▶ **YOUR TASK**
Give back, word for word, everything in the records from the line containing "subject: cabinet drawer" down to the line containing "108 86 L 103", including both of those lines.

====== MATERIAL FOR THE TASK ======

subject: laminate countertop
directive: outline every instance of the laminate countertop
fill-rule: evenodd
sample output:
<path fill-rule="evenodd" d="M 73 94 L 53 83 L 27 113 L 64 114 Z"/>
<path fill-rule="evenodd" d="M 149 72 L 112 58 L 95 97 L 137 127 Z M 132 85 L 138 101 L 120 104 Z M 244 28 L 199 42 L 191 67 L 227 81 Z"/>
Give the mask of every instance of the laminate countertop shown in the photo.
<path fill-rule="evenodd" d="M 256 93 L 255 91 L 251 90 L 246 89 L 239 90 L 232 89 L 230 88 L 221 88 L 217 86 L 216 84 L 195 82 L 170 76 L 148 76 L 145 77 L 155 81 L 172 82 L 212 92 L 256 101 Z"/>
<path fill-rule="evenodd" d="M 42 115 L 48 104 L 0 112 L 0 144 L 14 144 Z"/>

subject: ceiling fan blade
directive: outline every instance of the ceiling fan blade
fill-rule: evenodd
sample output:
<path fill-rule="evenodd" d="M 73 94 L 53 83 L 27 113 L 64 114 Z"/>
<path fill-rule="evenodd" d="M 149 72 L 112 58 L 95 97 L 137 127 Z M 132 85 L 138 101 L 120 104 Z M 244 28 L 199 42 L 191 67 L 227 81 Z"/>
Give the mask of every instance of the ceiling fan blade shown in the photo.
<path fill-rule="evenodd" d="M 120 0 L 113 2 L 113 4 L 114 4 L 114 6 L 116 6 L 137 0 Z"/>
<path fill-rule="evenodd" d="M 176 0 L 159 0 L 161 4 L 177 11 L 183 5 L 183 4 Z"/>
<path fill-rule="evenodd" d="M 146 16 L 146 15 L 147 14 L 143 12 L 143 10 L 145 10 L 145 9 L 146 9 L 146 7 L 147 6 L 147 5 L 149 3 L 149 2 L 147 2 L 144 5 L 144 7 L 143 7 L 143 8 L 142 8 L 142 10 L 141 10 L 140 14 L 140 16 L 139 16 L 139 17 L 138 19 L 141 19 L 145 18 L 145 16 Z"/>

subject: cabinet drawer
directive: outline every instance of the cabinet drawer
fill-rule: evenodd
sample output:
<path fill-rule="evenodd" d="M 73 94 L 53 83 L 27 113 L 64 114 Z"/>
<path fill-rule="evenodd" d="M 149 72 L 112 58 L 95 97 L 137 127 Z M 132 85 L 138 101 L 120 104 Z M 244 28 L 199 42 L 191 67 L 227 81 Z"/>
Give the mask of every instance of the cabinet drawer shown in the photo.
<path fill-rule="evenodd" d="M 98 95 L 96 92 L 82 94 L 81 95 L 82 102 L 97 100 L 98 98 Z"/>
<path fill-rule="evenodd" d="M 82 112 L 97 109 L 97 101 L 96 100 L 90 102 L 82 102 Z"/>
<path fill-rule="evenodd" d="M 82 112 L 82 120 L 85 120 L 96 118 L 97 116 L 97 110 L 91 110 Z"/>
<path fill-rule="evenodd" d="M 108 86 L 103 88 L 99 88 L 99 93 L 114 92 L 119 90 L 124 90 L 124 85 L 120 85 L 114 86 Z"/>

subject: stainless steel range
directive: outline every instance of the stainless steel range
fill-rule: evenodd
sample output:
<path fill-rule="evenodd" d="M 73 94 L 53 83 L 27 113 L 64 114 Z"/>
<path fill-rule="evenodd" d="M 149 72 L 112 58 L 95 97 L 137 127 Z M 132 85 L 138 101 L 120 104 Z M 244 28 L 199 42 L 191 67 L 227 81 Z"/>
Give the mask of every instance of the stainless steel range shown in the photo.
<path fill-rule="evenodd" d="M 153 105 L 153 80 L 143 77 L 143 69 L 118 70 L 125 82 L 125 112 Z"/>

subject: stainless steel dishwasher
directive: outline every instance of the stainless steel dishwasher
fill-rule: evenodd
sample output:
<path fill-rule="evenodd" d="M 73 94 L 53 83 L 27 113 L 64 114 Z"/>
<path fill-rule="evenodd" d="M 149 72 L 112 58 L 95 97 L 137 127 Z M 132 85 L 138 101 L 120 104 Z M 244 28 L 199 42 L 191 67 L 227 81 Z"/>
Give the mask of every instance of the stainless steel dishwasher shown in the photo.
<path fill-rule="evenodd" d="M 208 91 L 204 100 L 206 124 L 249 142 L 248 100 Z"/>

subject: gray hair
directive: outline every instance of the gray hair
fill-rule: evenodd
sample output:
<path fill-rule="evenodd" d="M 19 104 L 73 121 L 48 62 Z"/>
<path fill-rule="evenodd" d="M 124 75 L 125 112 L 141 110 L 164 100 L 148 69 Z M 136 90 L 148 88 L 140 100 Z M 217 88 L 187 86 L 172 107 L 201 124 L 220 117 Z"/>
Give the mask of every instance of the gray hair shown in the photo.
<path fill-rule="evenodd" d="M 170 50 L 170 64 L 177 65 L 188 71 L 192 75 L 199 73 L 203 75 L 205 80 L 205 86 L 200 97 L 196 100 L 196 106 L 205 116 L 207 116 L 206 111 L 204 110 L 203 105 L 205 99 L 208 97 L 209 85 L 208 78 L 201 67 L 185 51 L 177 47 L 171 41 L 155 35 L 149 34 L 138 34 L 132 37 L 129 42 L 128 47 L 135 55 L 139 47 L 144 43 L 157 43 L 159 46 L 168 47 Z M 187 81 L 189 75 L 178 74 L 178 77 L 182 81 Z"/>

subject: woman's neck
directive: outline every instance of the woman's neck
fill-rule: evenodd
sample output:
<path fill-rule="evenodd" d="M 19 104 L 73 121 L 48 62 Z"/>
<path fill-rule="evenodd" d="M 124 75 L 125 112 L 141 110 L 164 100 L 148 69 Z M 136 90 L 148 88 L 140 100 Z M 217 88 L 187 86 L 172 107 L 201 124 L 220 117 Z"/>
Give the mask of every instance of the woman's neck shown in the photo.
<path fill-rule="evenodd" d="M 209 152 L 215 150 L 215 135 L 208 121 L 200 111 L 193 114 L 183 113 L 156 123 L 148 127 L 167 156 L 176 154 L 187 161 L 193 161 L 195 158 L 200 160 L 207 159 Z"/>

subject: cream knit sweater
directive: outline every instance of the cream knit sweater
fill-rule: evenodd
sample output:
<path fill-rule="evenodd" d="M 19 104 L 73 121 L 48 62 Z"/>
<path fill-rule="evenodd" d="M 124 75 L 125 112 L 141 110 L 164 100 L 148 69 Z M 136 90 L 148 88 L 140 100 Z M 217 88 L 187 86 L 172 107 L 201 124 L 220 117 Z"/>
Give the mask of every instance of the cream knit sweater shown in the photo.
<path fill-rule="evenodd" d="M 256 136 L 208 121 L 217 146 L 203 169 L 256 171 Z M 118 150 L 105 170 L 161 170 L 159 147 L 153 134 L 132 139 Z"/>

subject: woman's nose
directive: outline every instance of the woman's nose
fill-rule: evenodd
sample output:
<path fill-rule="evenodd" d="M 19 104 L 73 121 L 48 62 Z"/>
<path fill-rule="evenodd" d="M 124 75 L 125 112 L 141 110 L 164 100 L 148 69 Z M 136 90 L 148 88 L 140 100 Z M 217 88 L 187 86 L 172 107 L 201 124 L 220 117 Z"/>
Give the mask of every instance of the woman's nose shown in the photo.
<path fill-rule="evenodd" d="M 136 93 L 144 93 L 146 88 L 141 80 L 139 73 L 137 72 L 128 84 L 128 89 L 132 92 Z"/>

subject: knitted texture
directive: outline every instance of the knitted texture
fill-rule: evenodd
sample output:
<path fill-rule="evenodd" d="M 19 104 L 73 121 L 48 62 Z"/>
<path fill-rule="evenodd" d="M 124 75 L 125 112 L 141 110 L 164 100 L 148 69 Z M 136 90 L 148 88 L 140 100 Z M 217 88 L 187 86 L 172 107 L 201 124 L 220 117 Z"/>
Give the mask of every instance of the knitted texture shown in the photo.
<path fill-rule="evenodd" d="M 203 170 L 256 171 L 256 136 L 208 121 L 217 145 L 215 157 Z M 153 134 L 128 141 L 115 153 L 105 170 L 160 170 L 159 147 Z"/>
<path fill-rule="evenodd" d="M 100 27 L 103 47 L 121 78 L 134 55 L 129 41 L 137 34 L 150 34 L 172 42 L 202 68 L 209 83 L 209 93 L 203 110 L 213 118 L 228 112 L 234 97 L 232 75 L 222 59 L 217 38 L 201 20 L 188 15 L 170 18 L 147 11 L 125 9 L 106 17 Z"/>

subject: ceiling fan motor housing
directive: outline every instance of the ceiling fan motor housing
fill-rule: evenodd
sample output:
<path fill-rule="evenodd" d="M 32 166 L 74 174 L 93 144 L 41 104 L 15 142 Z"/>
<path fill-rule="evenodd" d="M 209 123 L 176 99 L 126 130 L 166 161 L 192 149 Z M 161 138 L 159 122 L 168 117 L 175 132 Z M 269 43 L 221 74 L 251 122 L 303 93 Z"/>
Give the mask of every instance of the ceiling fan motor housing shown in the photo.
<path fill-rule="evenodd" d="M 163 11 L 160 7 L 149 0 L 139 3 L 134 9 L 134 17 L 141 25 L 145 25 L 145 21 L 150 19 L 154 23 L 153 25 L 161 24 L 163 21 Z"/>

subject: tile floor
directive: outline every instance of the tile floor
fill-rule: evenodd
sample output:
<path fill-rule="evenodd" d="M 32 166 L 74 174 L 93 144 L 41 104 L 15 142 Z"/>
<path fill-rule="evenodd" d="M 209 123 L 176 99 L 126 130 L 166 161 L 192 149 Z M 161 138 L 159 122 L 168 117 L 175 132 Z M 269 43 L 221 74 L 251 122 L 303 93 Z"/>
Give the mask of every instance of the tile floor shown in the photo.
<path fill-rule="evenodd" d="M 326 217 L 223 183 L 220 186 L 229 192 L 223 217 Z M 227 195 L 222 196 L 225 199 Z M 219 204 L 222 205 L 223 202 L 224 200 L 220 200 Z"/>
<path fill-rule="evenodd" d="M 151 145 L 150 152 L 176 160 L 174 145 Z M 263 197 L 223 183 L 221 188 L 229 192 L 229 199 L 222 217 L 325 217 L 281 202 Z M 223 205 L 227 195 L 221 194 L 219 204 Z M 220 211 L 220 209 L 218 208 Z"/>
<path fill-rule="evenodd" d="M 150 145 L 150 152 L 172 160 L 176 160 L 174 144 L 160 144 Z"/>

======

▶ **TASK ANSWER**
subject: cabinet drawer
directive: outline every instance of the cabinet drawer
fill-rule: evenodd
sample output:
<path fill-rule="evenodd" d="M 73 94 L 53 83 L 27 113 L 64 114 Z"/>
<path fill-rule="evenodd" d="M 149 72 L 112 58 L 95 97 L 137 127 Z M 132 85 L 138 101 L 120 104 Z M 244 28 L 199 42 L 191 67 L 227 81 Z"/>
Give the mask of every instance of the cabinet drawer shown in the photo.
<path fill-rule="evenodd" d="M 98 95 L 96 92 L 82 94 L 81 95 L 82 102 L 97 100 L 98 98 Z"/>
<path fill-rule="evenodd" d="M 82 112 L 97 109 L 97 101 L 96 100 L 90 102 L 82 102 Z"/>
<path fill-rule="evenodd" d="M 82 112 L 82 120 L 85 120 L 96 118 L 97 116 L 97 110 L 91 110 Z"/>
<path fill-rule="evenodd" d="M 108 86 L 103 88 L 99 88 L 99 93 L 114 92 L 119 90 L 124 90 L 124 85 L 120 85 L 114 86 Z"/>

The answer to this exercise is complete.